■ Written task ■
Please copy the listing starting at its first line and ending at the line containing "Query: bright red strawberry", swapping "bright red" for "dark red" and leaving everything else unchanged.

[Stored entries]
----------------

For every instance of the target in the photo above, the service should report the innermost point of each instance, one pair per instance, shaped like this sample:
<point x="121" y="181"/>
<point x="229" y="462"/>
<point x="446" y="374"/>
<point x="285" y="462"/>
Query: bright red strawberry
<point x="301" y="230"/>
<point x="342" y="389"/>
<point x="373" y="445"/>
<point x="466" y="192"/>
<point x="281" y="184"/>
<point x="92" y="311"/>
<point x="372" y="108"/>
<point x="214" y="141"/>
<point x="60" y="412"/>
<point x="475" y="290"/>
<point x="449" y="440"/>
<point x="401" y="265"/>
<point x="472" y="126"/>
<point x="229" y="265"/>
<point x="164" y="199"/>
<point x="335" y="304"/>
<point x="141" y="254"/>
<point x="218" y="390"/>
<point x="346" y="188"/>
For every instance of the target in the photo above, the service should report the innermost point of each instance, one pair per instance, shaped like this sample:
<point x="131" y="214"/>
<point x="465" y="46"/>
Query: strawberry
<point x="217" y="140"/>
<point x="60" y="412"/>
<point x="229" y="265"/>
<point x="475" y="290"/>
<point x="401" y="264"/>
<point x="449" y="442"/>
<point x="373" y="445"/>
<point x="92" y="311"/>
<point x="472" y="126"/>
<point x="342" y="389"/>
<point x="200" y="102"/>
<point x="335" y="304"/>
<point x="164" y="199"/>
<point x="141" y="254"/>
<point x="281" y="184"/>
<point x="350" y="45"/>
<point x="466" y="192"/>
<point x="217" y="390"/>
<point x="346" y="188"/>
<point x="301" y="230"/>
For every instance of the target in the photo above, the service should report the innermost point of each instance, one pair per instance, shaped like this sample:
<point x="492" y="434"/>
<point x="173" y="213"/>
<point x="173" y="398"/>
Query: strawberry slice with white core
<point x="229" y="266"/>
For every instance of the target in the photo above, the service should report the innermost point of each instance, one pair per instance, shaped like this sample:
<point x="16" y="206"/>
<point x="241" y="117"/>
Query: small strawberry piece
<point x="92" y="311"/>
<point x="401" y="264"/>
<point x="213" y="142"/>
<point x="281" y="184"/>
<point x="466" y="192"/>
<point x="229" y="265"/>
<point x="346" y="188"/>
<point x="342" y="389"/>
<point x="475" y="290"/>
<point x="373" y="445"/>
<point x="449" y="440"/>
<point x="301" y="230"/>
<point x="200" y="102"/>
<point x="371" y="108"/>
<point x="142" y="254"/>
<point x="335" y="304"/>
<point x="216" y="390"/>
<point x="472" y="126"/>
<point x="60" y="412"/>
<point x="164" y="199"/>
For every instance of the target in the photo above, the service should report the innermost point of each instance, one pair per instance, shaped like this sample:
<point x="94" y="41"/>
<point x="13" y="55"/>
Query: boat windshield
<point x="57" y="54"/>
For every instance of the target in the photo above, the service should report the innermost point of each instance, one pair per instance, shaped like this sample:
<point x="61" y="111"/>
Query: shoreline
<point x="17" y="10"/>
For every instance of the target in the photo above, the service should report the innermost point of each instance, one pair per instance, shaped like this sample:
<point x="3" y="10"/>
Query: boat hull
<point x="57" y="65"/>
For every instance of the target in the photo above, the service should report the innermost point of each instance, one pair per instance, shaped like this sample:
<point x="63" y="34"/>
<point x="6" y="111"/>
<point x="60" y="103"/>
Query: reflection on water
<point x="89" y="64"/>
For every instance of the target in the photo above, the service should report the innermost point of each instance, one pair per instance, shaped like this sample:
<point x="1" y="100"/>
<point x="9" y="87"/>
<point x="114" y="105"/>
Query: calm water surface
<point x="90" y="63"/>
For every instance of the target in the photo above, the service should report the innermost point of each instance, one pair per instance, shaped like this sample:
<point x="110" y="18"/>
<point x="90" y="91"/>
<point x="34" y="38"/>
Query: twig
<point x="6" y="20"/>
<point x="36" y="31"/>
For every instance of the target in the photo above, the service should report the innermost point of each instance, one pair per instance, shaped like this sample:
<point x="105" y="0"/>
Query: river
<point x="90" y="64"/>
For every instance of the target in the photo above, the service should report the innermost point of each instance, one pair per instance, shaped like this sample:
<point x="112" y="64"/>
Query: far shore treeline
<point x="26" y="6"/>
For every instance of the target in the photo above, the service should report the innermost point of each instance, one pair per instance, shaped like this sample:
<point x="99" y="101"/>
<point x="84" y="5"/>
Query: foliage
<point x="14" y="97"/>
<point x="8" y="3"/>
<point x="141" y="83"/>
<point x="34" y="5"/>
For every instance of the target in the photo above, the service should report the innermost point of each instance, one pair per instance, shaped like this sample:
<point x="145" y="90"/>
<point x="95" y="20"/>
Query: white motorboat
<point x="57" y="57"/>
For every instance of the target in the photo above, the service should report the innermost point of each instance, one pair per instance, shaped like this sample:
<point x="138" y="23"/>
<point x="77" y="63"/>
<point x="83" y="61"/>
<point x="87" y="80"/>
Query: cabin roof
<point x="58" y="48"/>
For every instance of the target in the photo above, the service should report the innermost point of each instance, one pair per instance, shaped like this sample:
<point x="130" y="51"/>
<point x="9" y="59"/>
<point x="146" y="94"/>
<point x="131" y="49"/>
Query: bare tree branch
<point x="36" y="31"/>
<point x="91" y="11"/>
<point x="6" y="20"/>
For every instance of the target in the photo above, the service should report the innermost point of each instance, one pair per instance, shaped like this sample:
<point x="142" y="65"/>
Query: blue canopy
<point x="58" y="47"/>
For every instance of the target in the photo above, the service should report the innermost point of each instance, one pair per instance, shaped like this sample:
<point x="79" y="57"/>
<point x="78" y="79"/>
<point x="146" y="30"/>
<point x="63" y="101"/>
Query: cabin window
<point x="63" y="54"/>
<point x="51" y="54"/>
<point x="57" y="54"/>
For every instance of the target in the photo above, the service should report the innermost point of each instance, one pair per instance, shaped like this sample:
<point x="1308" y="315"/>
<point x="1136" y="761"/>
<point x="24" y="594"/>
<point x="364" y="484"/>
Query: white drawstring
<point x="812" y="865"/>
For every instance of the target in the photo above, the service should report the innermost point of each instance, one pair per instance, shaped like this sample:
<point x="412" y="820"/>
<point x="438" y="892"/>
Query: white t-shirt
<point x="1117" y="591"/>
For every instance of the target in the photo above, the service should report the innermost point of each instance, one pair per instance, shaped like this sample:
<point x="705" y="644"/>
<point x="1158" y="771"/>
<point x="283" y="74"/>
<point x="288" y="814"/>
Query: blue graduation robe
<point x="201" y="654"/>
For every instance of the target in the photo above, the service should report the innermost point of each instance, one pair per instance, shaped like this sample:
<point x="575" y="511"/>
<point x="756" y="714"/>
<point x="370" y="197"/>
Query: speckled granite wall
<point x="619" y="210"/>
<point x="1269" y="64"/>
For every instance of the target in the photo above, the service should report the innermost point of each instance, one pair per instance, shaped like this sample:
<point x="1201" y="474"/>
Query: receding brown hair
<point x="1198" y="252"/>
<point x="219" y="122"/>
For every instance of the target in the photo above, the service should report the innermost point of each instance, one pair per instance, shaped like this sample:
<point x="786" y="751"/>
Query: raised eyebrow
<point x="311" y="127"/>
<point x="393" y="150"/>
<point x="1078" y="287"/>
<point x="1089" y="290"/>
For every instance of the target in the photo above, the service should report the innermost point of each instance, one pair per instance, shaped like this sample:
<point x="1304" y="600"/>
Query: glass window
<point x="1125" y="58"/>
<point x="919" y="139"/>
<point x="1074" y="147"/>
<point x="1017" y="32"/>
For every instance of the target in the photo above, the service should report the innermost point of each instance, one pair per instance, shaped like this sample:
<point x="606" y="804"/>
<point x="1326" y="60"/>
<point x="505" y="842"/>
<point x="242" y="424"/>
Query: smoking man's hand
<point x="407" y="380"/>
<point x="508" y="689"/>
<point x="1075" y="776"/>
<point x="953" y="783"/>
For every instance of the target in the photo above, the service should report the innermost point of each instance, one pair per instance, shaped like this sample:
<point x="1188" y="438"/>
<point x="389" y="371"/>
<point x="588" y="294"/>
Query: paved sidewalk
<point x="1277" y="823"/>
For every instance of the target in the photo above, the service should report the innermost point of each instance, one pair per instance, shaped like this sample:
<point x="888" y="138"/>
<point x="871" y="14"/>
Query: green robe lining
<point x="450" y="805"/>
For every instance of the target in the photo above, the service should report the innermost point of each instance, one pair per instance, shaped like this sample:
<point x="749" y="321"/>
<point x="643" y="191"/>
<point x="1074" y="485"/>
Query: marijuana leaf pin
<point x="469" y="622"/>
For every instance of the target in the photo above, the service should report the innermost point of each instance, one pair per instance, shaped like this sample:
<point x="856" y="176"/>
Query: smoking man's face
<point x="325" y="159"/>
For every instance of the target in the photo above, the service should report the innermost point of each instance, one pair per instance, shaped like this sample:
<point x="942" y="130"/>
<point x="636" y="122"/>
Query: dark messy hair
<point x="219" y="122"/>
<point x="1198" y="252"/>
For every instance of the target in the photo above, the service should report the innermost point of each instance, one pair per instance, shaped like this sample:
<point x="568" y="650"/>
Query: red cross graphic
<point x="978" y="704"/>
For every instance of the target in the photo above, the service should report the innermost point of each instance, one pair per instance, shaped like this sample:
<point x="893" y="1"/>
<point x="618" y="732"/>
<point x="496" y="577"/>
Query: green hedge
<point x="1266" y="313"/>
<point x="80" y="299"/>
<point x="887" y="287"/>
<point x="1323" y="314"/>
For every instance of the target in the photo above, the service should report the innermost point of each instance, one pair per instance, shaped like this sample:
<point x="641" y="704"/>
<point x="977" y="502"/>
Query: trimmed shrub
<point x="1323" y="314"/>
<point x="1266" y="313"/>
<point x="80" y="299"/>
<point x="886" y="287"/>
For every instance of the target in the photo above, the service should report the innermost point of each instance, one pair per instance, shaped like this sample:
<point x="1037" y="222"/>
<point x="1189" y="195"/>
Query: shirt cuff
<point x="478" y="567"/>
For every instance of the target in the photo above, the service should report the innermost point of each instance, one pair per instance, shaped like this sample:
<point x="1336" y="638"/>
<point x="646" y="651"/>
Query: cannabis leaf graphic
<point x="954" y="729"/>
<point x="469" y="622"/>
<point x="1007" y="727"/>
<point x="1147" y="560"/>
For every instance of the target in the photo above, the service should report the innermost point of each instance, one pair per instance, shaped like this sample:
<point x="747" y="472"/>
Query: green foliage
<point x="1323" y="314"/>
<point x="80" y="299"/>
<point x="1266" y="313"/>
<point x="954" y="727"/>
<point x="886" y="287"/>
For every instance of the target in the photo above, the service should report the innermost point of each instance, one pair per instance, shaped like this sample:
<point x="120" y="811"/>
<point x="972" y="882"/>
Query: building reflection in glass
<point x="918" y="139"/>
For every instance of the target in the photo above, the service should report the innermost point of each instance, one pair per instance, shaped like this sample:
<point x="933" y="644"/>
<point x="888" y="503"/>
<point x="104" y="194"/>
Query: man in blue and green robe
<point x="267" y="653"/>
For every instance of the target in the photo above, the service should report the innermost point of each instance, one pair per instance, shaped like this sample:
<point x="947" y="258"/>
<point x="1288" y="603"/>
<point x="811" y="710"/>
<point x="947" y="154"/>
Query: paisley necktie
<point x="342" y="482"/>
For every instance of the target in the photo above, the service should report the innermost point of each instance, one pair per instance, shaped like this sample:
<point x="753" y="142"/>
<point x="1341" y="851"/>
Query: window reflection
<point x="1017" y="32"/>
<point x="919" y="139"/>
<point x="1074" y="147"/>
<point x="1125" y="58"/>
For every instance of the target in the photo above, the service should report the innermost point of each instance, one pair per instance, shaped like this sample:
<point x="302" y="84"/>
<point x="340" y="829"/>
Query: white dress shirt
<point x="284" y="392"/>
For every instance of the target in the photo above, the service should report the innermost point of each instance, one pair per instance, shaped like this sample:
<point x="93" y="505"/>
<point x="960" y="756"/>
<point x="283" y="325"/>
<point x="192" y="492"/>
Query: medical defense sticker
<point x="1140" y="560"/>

----------------

■ Result ■
For every instance of the target in the photo above, the service should report the innermost point of each instance, one pair per instance, shaped like this sample:
<point x="121" y="181"/>
<point x="229" y="462"/>
<point x="446" y="374"/>
<point x="285" y="462"/>
Query: dark red strawberry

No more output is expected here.